▶ **EXERCISE REQUIREMENTS**
Please name the chips that, according to the project update below, could not be gotten anywhere during the shortage.

▶ **SELECTED PASSAGE**
I had a bit of a break on this project, caused both by my lack of motivation, and by the chip shortage, meaning you couldn't get any SAMD21 chips (or anything that could easily replace them) anywhere. The shortage is apparently ending this September, and I have also recovered some strength, so I can think about the project again.

The time that passed wasn't entirely wasted. I got to test the device in different conditions, with different computers, different programs and different batteries, and I have discovered at least two serious problems that require my attention, and that could lead to an increase of the price of the device.

The first problem wasn't immediately apparent with the simple games I tested the device with, mostly because they check for button presses pretty often. But not all programs written for PewPew devices do that, and the less frequently they check for the presses, the worse the touch buttons on the device work. You see, originally the pew library would use the same interrupt it used to refresh the LED matrix to also check for button presses, so the checks were very frequent and were happening in the background. When it was ported to other devices, it used the keypad library to also keep checking the presses in the background at a high rate, and processed the resulting events when the game asked button presses. But there is currently no keypad library for touch pads in CircuitPython, or any other way of checking for touch in the background. So the pew library for this device only checks the pads for touches when the game asks it. And that means that if the game doesn't ask often enough, some touches will be missed. And that results in an unreliable and laggy feel of the games on this device. It simply is not pleasant to use it. We can't allow that.

▶ **EXERCISE DATA**
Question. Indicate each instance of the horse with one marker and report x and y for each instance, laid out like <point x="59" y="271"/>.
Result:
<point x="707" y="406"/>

▶ **RESPONSE AREA**
SAMD21 chips.